• _YOUR INSTRUCTIONS_:
When you reach the line with "around the concrete" in the records below, begin transcribing exactly and continue up to and including the line with "overhead contact wire", leaving out every picture.

==== DATASET CONTENT

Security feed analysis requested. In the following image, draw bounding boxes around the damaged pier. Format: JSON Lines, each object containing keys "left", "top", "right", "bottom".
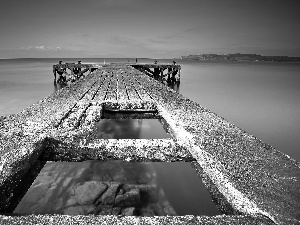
{"left": 0, "top": 63, "right": 300, "bottom": 224}
{"left": 53, "top": 61, "right": 100, "bottom": 83}
{"left": 131, "top": 64, "right": 181, "bottom": 84}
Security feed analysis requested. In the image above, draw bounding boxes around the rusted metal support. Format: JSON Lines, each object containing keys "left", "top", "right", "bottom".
{"left": 154, "top": 67, "right": 160, "bottom": 80}
{"left": 160, "top": 68, "right": 164, "bottom": 82}
{"left": 53, "top": 69, "right": 57, "bottom": 83}
{"left": 177, "top": 67, "right": 181, "bottom": 84}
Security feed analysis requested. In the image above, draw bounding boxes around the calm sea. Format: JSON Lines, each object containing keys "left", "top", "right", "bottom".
{"left": 1, "top": 58, "right": 299, "bottom": 162}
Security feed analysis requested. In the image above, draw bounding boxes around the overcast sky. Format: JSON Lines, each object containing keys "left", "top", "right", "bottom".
{"left": 0, "top": 0, "right": 299, "bottom": 58}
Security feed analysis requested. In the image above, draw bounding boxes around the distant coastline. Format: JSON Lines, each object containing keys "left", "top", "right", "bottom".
{"left": 180, "top": 53, "right": 300, "bottom": 62}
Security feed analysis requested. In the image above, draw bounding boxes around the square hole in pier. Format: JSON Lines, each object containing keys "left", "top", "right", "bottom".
{"left": 13, "top": 161, "right": 221, "bottom": 216}
{"left": 94, "top": 119, "right": 171, "bottom": 139}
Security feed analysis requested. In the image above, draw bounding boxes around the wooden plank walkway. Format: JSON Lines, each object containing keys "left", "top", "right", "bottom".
{"left": 0, "top": 63, "right": 299, "bottom": 224}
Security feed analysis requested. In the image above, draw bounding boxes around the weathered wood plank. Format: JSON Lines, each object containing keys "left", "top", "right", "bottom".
{"left": 104, "top": 91, "right": 117, "bottom": 101}
{"left": 91, "top": 75, "right": 110, "bottom": 102}
{"left": 125, "top": 88, "right": 139, "bottom": 101}
{"left": 117, "top": 84, "right": 129, "bottom": 101}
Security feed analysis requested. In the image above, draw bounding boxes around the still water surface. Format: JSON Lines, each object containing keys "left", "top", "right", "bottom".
{"left": 14, "top": 161, "right": 219, "bottom": 216}
{"left": 179, "top": 60, "right": 300, "bottom": 162}
{"left": 94, "top": 119, "right": 171, "bottom": 139}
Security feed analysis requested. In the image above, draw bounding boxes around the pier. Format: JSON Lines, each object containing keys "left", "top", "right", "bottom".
{"left": 0, "top": 63, "right": 299, "bottom": 224}
{"left": 131, "top": 63, "right": 181, "bottom": 84}
{"left": 53, "top": 61, "right": 100, "bottom": 83}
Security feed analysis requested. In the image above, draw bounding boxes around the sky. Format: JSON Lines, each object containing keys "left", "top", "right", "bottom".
{"left": 0, "top": 0, "right": 300, "bottom": 59}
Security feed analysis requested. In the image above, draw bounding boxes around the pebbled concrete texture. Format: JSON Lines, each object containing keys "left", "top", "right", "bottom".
{"left": 0, "top": 64, "right": 299, "bottom": 224}
{"left": 0, "top": 215, "right": 274, "bottom": 225}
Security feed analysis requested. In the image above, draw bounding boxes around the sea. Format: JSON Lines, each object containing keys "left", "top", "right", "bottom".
{"left": 1, "top": 58, "right": 300, "bottom": 215}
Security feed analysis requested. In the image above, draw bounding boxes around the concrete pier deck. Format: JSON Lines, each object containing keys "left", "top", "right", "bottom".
{"left": 0, "top": 64, "right": 299, "bottom": 224}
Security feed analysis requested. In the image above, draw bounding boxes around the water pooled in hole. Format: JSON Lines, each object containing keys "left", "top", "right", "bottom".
{"left": 94, "top": 119, "right": 171, "bottom": 139}
{"left": 14, "top": 161, "right": 221, "bottom": 216}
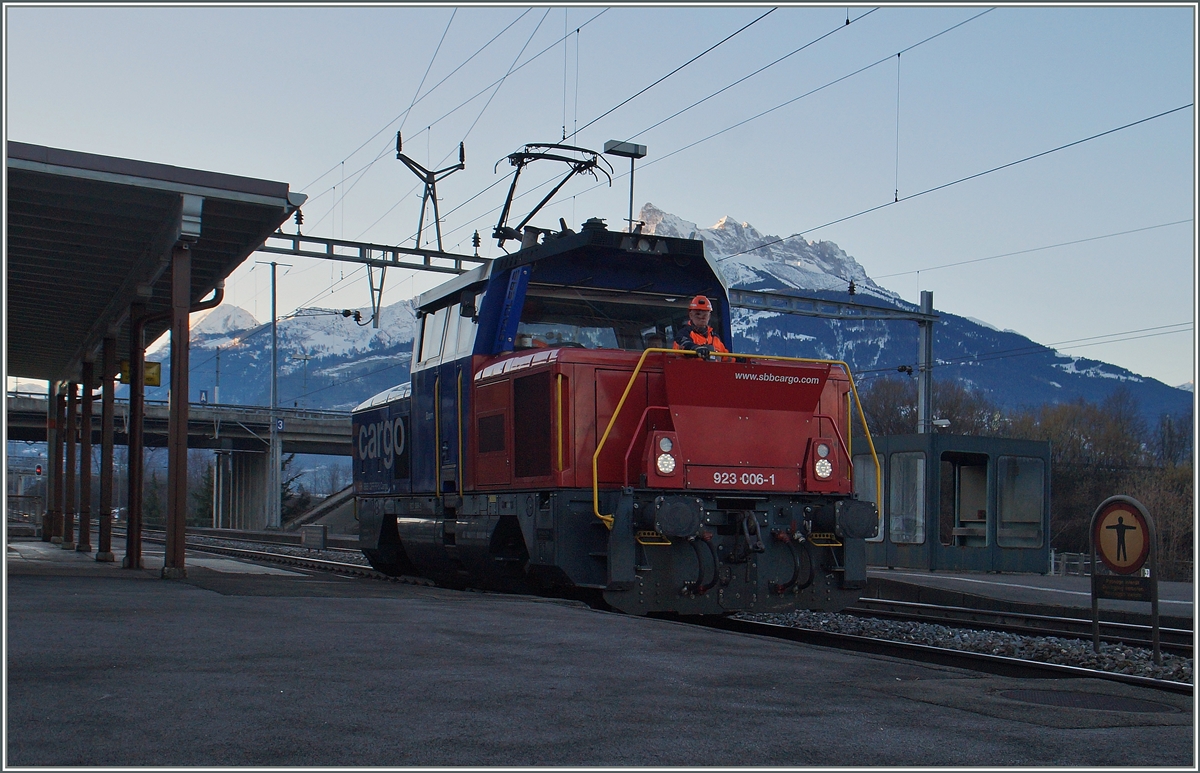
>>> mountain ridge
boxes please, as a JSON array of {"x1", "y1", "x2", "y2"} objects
[{"x1": 138, "y1": 205, "x2": 1190, "y2": 425}]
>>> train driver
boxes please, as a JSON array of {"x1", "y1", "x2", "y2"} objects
[{"x1": 673, "y1": 295, "x2": 729, "y2": 359}]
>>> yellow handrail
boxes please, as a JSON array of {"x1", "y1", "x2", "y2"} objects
[
  {"x1": 591, "y1": 349, "x2": 882, "y2": 527},
  {"x1": 556, "y1": 373, "x2": 564, "y2": 472}
]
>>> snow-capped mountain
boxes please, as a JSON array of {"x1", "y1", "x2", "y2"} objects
[
  {"x1": 140, "y1": 205, "x2": 1191, "y2": 426},
  {"x1": 143, "y1": 301, "x2": 418, "y2": 411},
  {"x1": 641, "y1": 204, "x2": 1191, "y2": 426},
  {"x1": 642, "y1": 203, "x2": 893, "y2": 301}
]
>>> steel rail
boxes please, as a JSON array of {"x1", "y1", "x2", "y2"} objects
[
  {"x1": 694, "y1": 616, "x2": 1193, "y2": 696},
  {"x1": 845, "y1": 598, "x2": 1193, "y2": 656},
  {"x1": 139, "y1": 530, "x2": 433, "y2": 585}
]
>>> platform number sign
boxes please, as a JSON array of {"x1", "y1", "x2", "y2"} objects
[{"x1": 276, "y1": 419, "x2": 285, "y2": 431}]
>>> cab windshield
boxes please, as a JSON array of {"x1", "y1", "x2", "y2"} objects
[{"x1": 516, "y1": 286, "x2": 715, "y2": 351}]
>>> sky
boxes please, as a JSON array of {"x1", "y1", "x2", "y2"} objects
[{"x1": 5, "y1": 3, "x2": 1197, "y2": 388}]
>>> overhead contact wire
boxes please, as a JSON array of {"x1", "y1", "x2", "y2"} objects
[
  {"x1": 302, "y1": 8, "x2": 529, "y2": 193},
  {"x1": 874, "y1": 219, "x2": 1194, "y2": 279},
  {"x1": 568, "y1": 7, "x2": 778, "y2": 141},
  {"x1": 358, "y1": 9, "x2": 608, "y2": 244},
  {"x1": 357, "y1": 11, "x2": 553, "y2": 244},
  {"x1": 848, "y1": 323, "x2": 1193, "y2": 380},
  {"x1": 449, "y1": 7, "x2": 992, "y2": 239},
  {"x1": 626, "y1": 8, "x2": 879, "y2": 142},
  {"x1": 718, "y1": 103, "x2": 1194, "y2": 262}
]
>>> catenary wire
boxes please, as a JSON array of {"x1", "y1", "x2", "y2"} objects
[
  {"x1": 301, "y1": 8, "x2": 529, "y2": 193},
  {"x1": 716, "y1": 103, "x2": 1193, "y2": 262},
  {"x1": 352, "y1": 9, "x2": 609, "y2": 244},
  {"x1": 624, "y1": 8, "x2": 879, "y2": 142},
  {"x1": 229, "y1": 12, "x2": 1186, "y2": 392},
  {"x1": 417, "y1": 5, "x2": 792, "y2": 244},
  {"x1": 437, "y1": 8, "x2": 995, "y2": 243},
  {"x1": 298, "y1": 9, "x2": 534, "y2": 232},
  {"x1": 847, "y1": 323, "x2": 1193, "y2": 380},
  {"x1": 873, "y1": 219, "x2": 1194, "y2": 279},
  {"x1": 352, "y1": 9, "x2": 554, "y2": 244},
  {"x1": 567, "y1": 7, "x2": 778, "y2": 142}
]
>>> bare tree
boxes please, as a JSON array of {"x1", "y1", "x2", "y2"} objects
[{"x1": 318, "y1": 462, "x2": 351, "y2": 496}]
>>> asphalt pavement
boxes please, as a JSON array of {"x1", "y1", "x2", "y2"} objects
[{"x1": 6, "y1": 539, "x2": 1194, "y2": 767}]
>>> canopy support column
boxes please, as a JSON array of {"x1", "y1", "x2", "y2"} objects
[{"x1": 163, "y1": 243, "x2": 192, "y2": 578}]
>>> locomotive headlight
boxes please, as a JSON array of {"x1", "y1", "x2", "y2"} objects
[
  {"x1": 656, "y1": 453, "x2": 677, "y2": 475},
  {"x1": 814, "y1": 458, "x2": 833, "y2": 479},
  {"x1": 815, "y1": 442, "x2": 830, "y2": 458},
  {"x1": 658, "y1": 436, "x2": 673, "y2": 453}
]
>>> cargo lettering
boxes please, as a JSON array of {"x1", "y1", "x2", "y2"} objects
[{"x1": 357, "y1": 416, "x2": 405, "y2": 469}]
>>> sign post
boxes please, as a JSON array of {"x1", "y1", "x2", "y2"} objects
[{"x1": 1089, "y1": 495, "x2": 1159, "y2": 665}]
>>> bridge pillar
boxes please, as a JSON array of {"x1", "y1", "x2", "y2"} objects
[
  {"x1": 212, "y1": 449, "x2": 232, "y2": 528},
  {"x1": 229, "y1": 451, "x2": 269, "y2": 531},
  {"x1": 211, "y1": 447, "x2": 274, "y2": 531}
]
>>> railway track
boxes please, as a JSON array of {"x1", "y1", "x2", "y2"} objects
[
  {"x1": 693, "y1": 616, "x2": 1193, "y2": 696},
  {"x1": 844, "y1": 597, "x2": 1193, "y2": 657},
  {"x1": 143, "y1": 529, "x2": 1193, "y2": 696}
]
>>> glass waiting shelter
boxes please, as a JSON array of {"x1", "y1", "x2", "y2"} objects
[{"x1": 855, "y1": 434, "x2": 1051, "y2": 574}]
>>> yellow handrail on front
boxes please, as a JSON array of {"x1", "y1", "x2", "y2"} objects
[
  {"x1": 591, "y1": 349, "x2": 882, "y2": 528},
  {"x1": 556, "y1": 373, "x2": 564, "y2": 472}
]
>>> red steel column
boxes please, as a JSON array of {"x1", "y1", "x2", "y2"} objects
[
  {"x1": 43, "y1": 381, "x2": 58, "y2": 541},
  {"x1": 63, "y1": 382, "x2": 78, "y2": 550},
  {"x1": 51, "y1": 386, "x2": 66, "y2": 544},
  {"x1": 78, "y1": 362, "x2": 94, "y2": 552},
  {"x1": 97, "y1": 336, "x2": 117, "y2": 561},
  {"x1": 164, "y1": 243, "x2": 191, "y2": 579},
  {"x1": 124, "y1": 302, "x2": 146, "y2": 569}
]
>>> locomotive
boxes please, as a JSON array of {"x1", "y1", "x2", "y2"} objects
[{"x1": 353, "y1": 216, "x2": 881, "y2": 615}]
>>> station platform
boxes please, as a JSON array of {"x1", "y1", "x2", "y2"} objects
[
  {"x1": 866, "y1": 567, "x2": 1194, "y2": 628},
  {"x1": 6, "y1": 537, "x2": 1194, "y2": 767}
]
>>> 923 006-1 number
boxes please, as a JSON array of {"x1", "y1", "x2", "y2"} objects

========

• _ANSWER TO THIS TASK_:
Security feed analysis requested. In the image above, draw bounding boxes around the concrete pier deck. Format: JSON Lines, each object containing keys "left", "top", "right", "bottom".
{"left": 0, "top": 64, "right": 299, "bottom": 224}
Security feed analysis requested. In the image above, draw bounding boxes around the water pooled in hole. Format: JSON Lines, each object containing keys "left", "top", "right", "bottom".
{"left": 94, "top": 119, "right": 171, "bottom": 139}
{"left": 14, "top": 161, "right": 221, "bottom": 216}
>>> mountain ridge
boxes please, as a JSON array of {"x1", "y1", "x2", "y2"} objects
[{"x1": 138, "y1": 205, "x2": 1190, "y2": 425}]
>>> train driver
boxes please, as a JSON array of {"x1", "y1", "x2", "y2"} objects
[{"x1": 673, "y1": 295, "x2": 729, "y2": 359}]
>>> yellow handrail
boxes please, as a JSON array of {"x1", "y1", "x2", "y2"} objects
[
  {"x1": 591, "y1": 349, "x2": 882, "y2": 527},
  {"x1": 556, "y1": 373, "x2": 564, "y2": 472}
]
>>> snow-capped mountain
boxes please, as a JSON array of {"x1", "y1", "x2", "y2"} objects
[
  {"x1": 140, "y1": 205, "x2": 1191, "y2": 426},
  {"x1": 143, "y1": 301, "x2": 418, "y2": 411},
  {"x1": 641, "y1": 204, "x2": 1191, "y2": 426},
  {"x1": 642, "y1": 203, "x2": 893, "y2": 301}
]
>>> steel rail
boxes please, as a JSON array of {"x1", "y1", "x2", "y2"} objects
[
  {"x1": 694, "y1": 616, "x2": 1193, "y2": 696},
  {"x1": 845, "y1": 598, "x2": 1193, "y2": 656},
  {"x1": 139, "y1": 530, "x2": 433, "y2": 585}
]
>>> platform number sign
boxes please, as a JSON array of {"x1", "y1", "x2", "y2"} objects
[{"x1": 276, "y1": 419, "x2": 285, "y2": 431}]
>>> cab windshield
boxes please, as a JSON array of {"x1", "y1", "x2", "y2"} objects
[{"x1": 516, "y1": 286, "x2": 715, "y2": 351}]
>>> sky
boxes please, as a JSON array of {"x1", "y1", "x2", "y2"} objects
[{"x1": 5, "y1": 3, "x2": 1197, "y2": 388}]
>>> overhead contact wire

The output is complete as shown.